__What the task requires__: Would you retype every line of the material below word for word, leaving the pictures out?

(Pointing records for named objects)
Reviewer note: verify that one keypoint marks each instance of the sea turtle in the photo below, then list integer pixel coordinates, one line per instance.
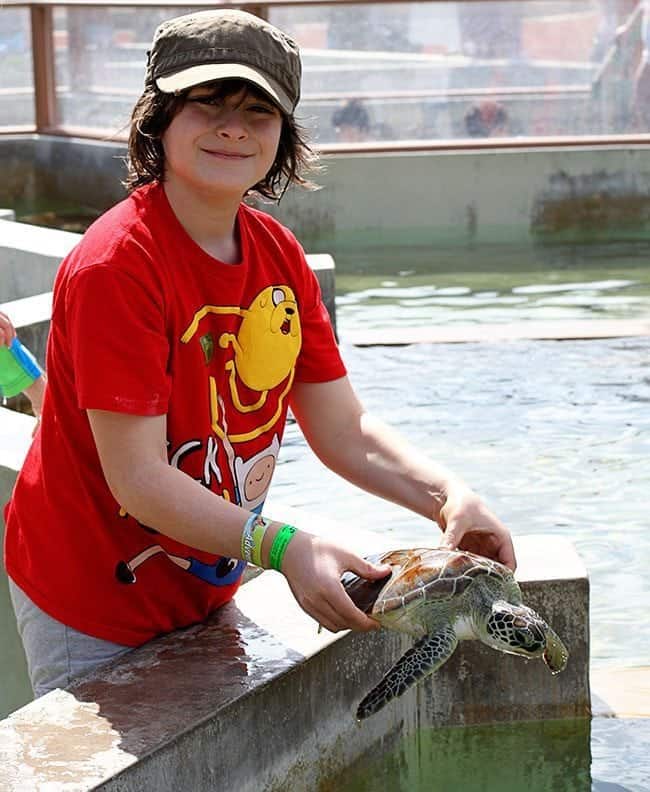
(442, 597)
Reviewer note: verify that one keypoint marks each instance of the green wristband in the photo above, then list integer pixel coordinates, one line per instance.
(259, 529)
(279, 546)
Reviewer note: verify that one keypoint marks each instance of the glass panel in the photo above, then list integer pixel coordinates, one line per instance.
(101, 61)
(16, 76)
(471, 69)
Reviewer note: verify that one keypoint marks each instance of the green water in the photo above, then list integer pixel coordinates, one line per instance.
(393, 288)
(546, 756)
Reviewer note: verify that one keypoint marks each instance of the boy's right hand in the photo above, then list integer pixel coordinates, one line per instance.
(313, 568)
(7, 331)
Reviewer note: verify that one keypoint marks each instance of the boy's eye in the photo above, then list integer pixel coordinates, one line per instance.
(206, 100)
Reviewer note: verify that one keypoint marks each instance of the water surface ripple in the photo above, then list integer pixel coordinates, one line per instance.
(554, 435)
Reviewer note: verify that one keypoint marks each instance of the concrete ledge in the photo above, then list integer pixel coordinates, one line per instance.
(555, 330)
(257, 697)
(31, 318)
(30, 256)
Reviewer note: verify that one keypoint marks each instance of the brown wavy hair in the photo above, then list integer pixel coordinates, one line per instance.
(153, 113)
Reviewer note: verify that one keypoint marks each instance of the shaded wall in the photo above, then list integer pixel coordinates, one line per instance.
(529, 197)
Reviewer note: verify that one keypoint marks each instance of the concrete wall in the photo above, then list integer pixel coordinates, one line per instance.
(469, 198)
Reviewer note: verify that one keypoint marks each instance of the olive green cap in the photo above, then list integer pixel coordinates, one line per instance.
(222, 45)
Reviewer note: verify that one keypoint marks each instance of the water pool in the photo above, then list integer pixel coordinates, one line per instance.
(554, 435)
(393, 288)
(567, 756)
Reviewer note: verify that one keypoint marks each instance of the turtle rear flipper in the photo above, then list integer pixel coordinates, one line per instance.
(422, 659)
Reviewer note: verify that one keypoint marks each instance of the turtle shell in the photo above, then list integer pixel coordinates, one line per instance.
(420, 574)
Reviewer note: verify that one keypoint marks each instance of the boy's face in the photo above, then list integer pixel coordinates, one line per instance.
(222, 144)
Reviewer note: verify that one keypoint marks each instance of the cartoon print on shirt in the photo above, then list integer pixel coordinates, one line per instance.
(251, 478)
(266, 346)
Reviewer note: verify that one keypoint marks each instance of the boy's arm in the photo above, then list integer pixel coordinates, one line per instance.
(133, 455)
(369, 454)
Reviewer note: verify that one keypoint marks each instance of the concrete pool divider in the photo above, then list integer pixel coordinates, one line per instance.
(257, 699)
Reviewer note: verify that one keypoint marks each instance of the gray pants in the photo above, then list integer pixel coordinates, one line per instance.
(56, 654)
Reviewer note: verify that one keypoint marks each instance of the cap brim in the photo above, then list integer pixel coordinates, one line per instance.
(207, 72)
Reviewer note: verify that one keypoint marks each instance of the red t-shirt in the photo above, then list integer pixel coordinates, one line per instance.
(146, 322)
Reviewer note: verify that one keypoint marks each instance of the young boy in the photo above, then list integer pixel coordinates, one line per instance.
(184, 325)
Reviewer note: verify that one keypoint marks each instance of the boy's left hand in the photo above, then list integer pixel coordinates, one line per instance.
(468, 524)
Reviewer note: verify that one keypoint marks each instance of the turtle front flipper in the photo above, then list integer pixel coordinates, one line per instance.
(422, 659)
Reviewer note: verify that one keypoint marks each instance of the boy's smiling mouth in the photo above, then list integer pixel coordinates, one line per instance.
(226, 154)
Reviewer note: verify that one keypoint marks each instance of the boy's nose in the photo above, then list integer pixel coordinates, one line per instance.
(230, 126)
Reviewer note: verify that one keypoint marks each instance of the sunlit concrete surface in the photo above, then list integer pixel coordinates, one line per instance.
(621, 692)
(258, 697)
(535, 330)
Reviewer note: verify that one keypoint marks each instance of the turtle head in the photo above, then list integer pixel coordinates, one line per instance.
(516, 629)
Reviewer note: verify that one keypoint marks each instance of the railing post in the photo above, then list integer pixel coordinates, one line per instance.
(44, 68)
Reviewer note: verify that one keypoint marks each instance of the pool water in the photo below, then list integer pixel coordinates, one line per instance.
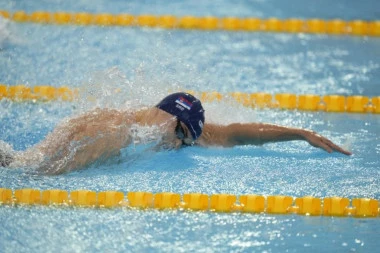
(145, 64)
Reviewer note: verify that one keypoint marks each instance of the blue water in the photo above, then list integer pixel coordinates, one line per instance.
(145, 64)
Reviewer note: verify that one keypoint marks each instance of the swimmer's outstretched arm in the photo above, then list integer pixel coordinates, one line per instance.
(260, 133)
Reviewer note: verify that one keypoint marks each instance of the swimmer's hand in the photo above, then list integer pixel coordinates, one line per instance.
(319, 141)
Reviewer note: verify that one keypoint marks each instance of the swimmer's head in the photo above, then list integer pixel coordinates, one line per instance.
(187, 108)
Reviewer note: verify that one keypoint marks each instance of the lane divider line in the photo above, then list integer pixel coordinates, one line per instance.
(249, 24)
(226, 203)
(260, 100)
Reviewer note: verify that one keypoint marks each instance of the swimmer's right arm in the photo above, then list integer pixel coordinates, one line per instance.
(260, 133)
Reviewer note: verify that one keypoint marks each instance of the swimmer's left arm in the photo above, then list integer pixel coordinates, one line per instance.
(260, 133)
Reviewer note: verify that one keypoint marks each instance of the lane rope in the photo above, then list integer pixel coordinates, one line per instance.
(260, 100)
(250, 24)
(227, 203)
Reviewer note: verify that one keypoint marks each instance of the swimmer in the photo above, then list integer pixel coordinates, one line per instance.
(179, 119)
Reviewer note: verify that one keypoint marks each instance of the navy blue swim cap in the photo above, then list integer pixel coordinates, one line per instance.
(187, 109)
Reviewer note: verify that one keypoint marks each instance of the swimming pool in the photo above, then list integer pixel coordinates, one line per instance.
(145, 64)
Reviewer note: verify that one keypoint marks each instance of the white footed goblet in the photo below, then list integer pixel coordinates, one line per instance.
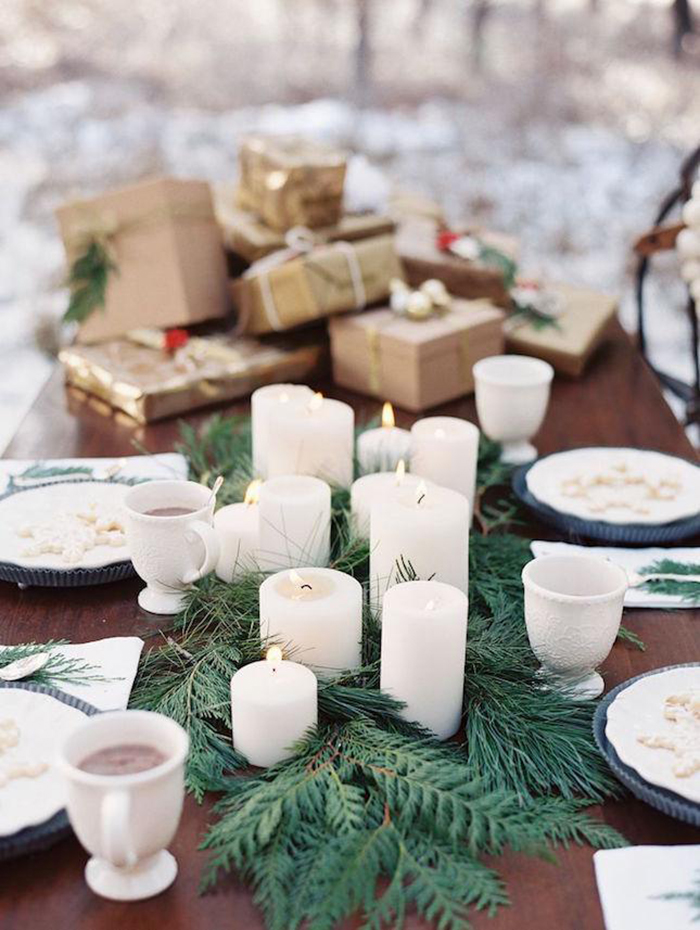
(573, 609)
(126, 820)
(171, 540)
(512, 393)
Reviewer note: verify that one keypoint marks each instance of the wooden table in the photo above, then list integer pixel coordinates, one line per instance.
(617, 403)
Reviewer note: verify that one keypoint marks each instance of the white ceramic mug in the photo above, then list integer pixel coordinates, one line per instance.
(573, 609)
(126, 821)
(512, 394)
(169, 553)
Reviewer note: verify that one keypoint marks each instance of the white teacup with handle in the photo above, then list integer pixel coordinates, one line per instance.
(171, 540)
(126, 820)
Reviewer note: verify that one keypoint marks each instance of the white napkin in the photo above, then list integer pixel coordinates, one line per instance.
(161, 465)
(115, 658)
(630, 560)
(630, 881)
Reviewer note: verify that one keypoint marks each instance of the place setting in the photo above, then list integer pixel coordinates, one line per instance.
(362, 688)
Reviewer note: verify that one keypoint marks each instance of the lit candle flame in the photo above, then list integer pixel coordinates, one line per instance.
(252, 494)
(274, 657)
(388, 418)
(315, 402)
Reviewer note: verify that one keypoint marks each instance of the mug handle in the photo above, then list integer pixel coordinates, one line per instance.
(114, 820)
(211, 550)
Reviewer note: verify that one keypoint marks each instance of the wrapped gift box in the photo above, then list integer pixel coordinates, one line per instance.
(291, 181)
(166, 246)
(416, 244)
(275, 295)
(149, 383)
(580, 328)
(248, 237)
(415, 364)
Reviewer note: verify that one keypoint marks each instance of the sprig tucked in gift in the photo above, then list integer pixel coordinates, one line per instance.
(87, 279)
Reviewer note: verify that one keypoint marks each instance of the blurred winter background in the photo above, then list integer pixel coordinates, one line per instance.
(563, 121)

__Answer to the task__:
Reviewer note: verify that one keypoint marks each instance of the sea turtle in the photo below, then list integer pixel coordinates, one line per instance.
(442, 597)
Reviewer note: verify that one keypoint marks each instance of the green wristband in the photo above, then list integer pixel coordinates, one line per instance.
(259, 529)
(279, 546)
Reviewer note: verify that one keypoint marks each instance of the glass panel in the photo above, then list integer pixel coordinates, one line per instance.
(101, 61)
(16, 76)
(471, 69)
Reviewer note: verify that one keypoint marks each instance of the green water in the photo above, then list integer pixel coordinates, one line per instance.
(393, 288)
(546, 756)
Reviewer note: verify that one keypoint marks each instance of the boy's right hand in the photo above, then list integer pixel coordinates, one line per instance.
(313, 568)
(7, 331)
Reviewer note: verify that one keypoint marks each instance of the boy's eye in the photo above, then list integer pixel coordinates, one line per instance.
(206, 100)
Reviewer note: verify that one keypoint marks each instance of the water surface ripple in the photo above, then list integer pixel coordinates, one line per instance.
(554, 435)
Reviewer note: verify that one keypoint marks each instance of the concrete ledge in the photo above, then list integer pixel coordinates, one line per instance.
(555, 330)
(257, 697)
(31, 318)
(30, 256)
Reviewer note: verify that one keypoint marks each instance of the brown wavy hair in the photo above, then list integer pixel coordinates, one line per instance.
(153, 113)
Reviewer note: verify that one keypoint marks each instance of the shaded wall in the photo above, then list integer pixel coordinates, one line per instance.
(529, 197)
Reviewer note: verify that one keypoint marks each instance of the concrete wall in the photo above, then list integer pixel coordinates, one line per instance.
(469, 198)
Reviewer note: verify that one keypoint marks each instance of the olive green cap in the photo above, then list integer pixel coordinates, one line per instance.
(222, 45)
Reviewer note: verify that one keypoint marks each instance of the water pool in the photo above, then list integer pixel coordinates, one line per instance.
(554, 435)
(393, 288)
(567, 756)
Reviewer note: verify that one keypoint marks each instance of the turtle rear flipper in the photo above, then list integer pixel coordinates, one line per instance.
(422, 659)
Reviewer note: verify that one keypoint marks each instance of the turtle shell in the photo above, then list integer pixel coordinates, one line per instance.
(420, 574)
Reviewer note: verify that one keypoint marks each instance of the boy's face in the photo above, then list integer pixel coordinates, one line per instance.
(222, 144)
Reviewer note: verify that one keypoint marks each instance of the cartoon print on shirt in the photo above, then list integer pixel coordinates, one line per instance.
(251, 478)
(266, 346)
Reviewer note: verify that one keypoint marks each instance of the boy's arm in the photo above, then list integer pixel coordinates, one line per instance.
(133, 455)
(369, 454)
Reviewer note: verify that one keypoint marks each instance of the concrete pool divider in the photo above, then list integer pixel coordinates, one line per instance.
(257, 699)
Reviewer note: verify that one keypoint marks each instance of the gray pants in the photo above, then list integer pixel coordinates, one line per instance.
(56, 654)
Reviewer note: verify that one keypoint marks each instance of the cap brim in the photo above, then list integer pixel coordinates, one line per instance.
(207, 72)
Reviewer note: verify that one keypoint marks each instance of the red t-shirt in the photo above, then list integer pixel coordinates, one line per instance.
(146, 322)
Reviewer note: verify that one keypoint marks each instance of the young boy in the photo above, then list integer pixel coordinates, one line per instance.
(184, 325)
Reviewer note: verify that one keypoint marks each instance of the boy's left hand in the photo above, then list integer pixel coordinates, one line per instance.
(468, 524)
Reviewer note: verify that one keypoint marks each instance of the turtle front flipper in the photo above, then list integer pixel coordinates, one line per instance.
(422, 659)
Reviewer note: verify that one keypoint marks each instance of the boy's smiling mouth in the photo above, then list integer pixel coordinates, one line per instance.
(226, 154)
Reviewer note: verify that one keypoint marks each instance of the boy's nose in the photo above, then list integer pixel coordinates, one line per instance.
(230, 126)
Reviewer note: verify that one keypoint marks each instance of the sunlit concrete surface in the photo above, then list integer pixel coordinates, one line per instance.
(621, 692)
(258, 697)
(535, 330)
Reviewer note: verify that one keypoint marks each instance of the turtle head in the photo above, then list integer pixel coordinates, one line per instance.
(516, 629)
Reviewer note: verify that one keypoint marks each instance of the railing post in the photo above, then list integer pixel coordinates, one line per instance.
(44, 68)
Reviewer note: verify that one keypoint marks each instance of the pool water in the photo below, then list integer pixel coordinates, one line per instance.
(145, 64)
Reviewer note: verify that one keypoint marks each instance of the blue water in the photo above, then list integer pixel coordinates, one line per instance.
(145, 64)
Reviewer note: verify that one keypoint marks each instance of the swimmer's outstretched arm in the photo above, then list integer pixel coordinates, one line per instance.
(260, 133)
Reviewer note: verify that one keypoint marks each instance of the swimmer's hand in the photo above, then list integer pixel coordinates, one line per instance.
(319, 141)
Reviewer note: verify that one keypoint marks each instance of the swimmer's head in the photo above, then list integer pixel coordinates, one line per instance.
(187, 108)
Reviewer note: verify that one keypoint marks each instance of the lane divider line in the photo above, then list integer pixel coordinates, one line per instance.
(249, 24)
(226, 203)
(260, 100)
Reviewer note: verify that one keypoint marks each instance of the swimmer's right arm in the photo above, then list integer pixel coordinates, one line per instance.
(260, 133)
Reviewer note: verify that one keypoint marks each instance of the swimmer's left arm in the photo above, then list integer pixel coordinates, one line per instance.
(260, 133)
Reviewer note: verify that one keypoint marks each instance of the lane rope in the photo above, then list integer pixel coordinates, one line per instance.
(260, 100)
(250, 24)
(227, 203)
Reviewer note: verify that one keypoint marks each instance of the swimmer in the photo above, then list integer pixel coordinates, one line per instance.
(179, 119)
Reviewer note: verify that one keypoint marks each instance of the navy blue swim cap in the photo above, then list integer pixel coordinates, one line per instance.
(187, 109)
Reviewer note: verify that one keypoint marks each instance of the swimming pool in the photo above, then list integer pixel coordinates, one line per instance.
(145, 64)
Reviewer note: verify that one keypoint marks each instance of the white footed goblet in the photo below, then list integer pixel coordinates, one line per instance.
(573, 609)
(126, 820)
(171, 540)
(512, 393)
Reviewer note: verify that one keypoint marks each instance of the wooden table in the photo above, then list integer pixel coordinates, one line per instance.
(617, 403)
Reviewer note: verify that one keypoint marks each instance of the white ceramic mug in the photo above, then list integer pixel coordinates, one line per instance.
(573, 609)
(126, 821)
(512, 394)
(169, 553)
Reviewer note: verify that one keypoint marks each instance of the white teacup with handle in the photo above, then list integer pixel coordinates, one line per instance.
(171, 540)
(126, 820)
Reviewer note: verify that one keypoint marks each instance of the white napkin in the photo above, then list integer pixel coordinates, one line per instance.
(161, 465)
(115, 658)
(630, 560)
(630, 881)
Reviewer note: verify that one keypoint marks each instance of the place setting in the photo above, then list integer pixel coordinates, one line per instance.
(362, 688)
Reviewer note: verify that one keypoint marks each instance of the lit candle flame in the photo above, then list integer pixel coordinates, one line per instance.
(252, 494)
(274, 657)
(388, 418)
(315, 402)
Reviewer note: verify that one keypoint marks each instance of the mug handle in the photo above, then list integer pixel coordinates, one line per instance.
(114, 820)
(211, 550)
Reviewer note: verify that one keypoint marks each instance of the wrapped gift box in the photo above, then list integer pixel coordinates, one line per instance.
(291, 181)
(166, 246)
(416, 244)
(275, 295)
(149, 383)
(580, 328)
(248, 237)
(415, 364)
Reviewer note: verify that one keypoint marks each instance of the sprig tucked in gift in the photo above, then list integer pixel coordinates, one line per instance.
(87, 279)
Reviewer note: verify that one keypoint marks each instance of the blurred winter background in the photo above, then list integer pixel coordinates, one line per instance.
(563, 121)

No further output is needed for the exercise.